> Exercise description
Retype the Book of the Month passage below word for word, beginning with the words "Here are some ways" and stopping after the words "effect of kindness.".

— begin Source —

Every year Mr. Bender carefully selects a book for each month of the school year. These books are always connected by a particular theme which changes from year to year. This year’s is a really powerful theme, but we aren’t going to tell you what it is just yet.

At the end of each month, we will share the Book of the Month with you in the hopes you will discuss it further with your children. And while you’re at it, see if you can figure out Mr. Bender’s theme!

November’s book was, Each Kindness, by Jacqueline Woodson. In the story, “Chloe and her friends won’t play with the new girl, Maya. Every time Maya tries to join Chloe and her friends, they reject her. Eventually Maya stops coming to school. When Chloe’s teacher gives a lesson about how even small acts of kindness can change the world, Chloe is stung by the lost opportunity for friendship, and thinks about how much better it could have been if she’d shown a little kindness toward Maya.”

Here are some ways you could discuss this book at home:

  • Send Kindness into the World this Holiday Season! Here are some ideas:
  • Random Acts Brainstorm: Brainstorm some ways you can show kindness to others. Challenge your family to practice these acts of kindness during the month of December and share your experiences.
  • Kindness Rock: Repeat the activity Chloe’s teacher did in the book. Fill a large bowl with water and show your child a stone/rock. Ask your child to think of something kind they have done and instruct them to then drop the stone into the water and watch their kindness form a ripple. Discuss what it means to have a ripple effect of kindness.
  • Discuss the acronym T.H.I.N.K.:  Discuss how your child can apply this acronym in day to day life to help them “think” before they speak and act.
    • T = Is it True?
    • H = Is it Helpful?
    • I = Is it Inspiring?
    • N = Is it Necessary?
    • K = Is it Kind?
  • Character Traits: This printable has you generate character traits for Maya and Chloe and support them with evidence
  • Point of View: This is a Point of View activity where you can sort POV cards by character.

— end Source —
— begin Material supplied —

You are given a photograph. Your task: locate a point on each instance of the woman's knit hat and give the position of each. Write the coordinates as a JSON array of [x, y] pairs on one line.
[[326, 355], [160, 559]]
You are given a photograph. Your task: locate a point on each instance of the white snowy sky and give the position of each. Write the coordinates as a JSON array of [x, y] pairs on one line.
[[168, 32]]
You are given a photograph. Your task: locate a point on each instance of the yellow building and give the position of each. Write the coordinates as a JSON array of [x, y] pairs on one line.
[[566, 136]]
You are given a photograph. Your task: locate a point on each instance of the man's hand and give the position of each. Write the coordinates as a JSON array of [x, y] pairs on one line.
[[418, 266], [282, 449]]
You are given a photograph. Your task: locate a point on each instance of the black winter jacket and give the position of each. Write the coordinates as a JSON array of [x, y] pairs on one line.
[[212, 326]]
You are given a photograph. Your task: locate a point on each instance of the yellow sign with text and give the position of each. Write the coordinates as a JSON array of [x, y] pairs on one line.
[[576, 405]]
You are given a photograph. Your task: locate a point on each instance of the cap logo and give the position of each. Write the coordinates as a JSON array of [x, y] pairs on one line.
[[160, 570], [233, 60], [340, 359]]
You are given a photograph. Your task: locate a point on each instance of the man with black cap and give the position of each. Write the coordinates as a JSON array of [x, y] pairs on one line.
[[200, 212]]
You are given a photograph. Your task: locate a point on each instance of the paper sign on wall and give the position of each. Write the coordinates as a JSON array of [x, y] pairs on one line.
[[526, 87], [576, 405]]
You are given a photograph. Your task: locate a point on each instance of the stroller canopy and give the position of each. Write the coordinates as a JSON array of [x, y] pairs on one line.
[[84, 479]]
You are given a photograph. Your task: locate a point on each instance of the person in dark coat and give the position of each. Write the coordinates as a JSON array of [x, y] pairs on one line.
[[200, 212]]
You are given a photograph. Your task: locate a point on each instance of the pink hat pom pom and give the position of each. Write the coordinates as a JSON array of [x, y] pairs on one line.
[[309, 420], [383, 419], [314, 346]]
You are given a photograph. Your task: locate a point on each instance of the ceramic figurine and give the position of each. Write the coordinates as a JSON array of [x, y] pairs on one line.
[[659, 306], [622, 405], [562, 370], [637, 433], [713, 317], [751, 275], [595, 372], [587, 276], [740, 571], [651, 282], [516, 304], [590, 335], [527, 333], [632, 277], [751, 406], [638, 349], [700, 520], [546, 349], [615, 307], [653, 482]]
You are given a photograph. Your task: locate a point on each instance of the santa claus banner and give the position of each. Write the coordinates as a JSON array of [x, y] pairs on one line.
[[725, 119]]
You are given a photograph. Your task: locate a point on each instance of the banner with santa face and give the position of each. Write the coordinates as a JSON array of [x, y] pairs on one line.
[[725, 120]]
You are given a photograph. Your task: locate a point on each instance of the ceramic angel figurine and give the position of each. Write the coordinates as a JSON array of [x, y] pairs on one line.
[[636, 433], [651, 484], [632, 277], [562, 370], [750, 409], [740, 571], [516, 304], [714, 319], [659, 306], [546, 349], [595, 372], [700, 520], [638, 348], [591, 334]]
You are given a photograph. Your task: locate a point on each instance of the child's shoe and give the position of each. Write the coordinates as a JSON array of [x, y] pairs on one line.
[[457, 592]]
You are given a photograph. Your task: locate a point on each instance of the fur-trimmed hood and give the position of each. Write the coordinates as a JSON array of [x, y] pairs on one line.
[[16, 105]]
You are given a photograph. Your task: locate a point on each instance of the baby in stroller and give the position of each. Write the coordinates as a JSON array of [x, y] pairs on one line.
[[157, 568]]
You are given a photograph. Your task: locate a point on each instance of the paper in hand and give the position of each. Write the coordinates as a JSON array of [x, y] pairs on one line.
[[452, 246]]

— end Material supplied —

> Solution to this exercise
Here are some ways you could discuss this book at home:

  • Send Kindness into the World this Holiday Season! Here are some ideas:
  • Random Acts Brainstorm: Brainstorm some ways you can show kindness to others. Challenge your family to practice these acts of kindness during the month of December and share your experiences.
  • Kindness Rock: Repeat the activity Chloe’s teacher did in the book. Fill a large bowl with water and show your child a stone/rock. Ask your child to think of something kind they have done and instruct them to then drop the stone into the water and watch their kindness form a ripple. Discuss what it means to have a ripple effect of kindness.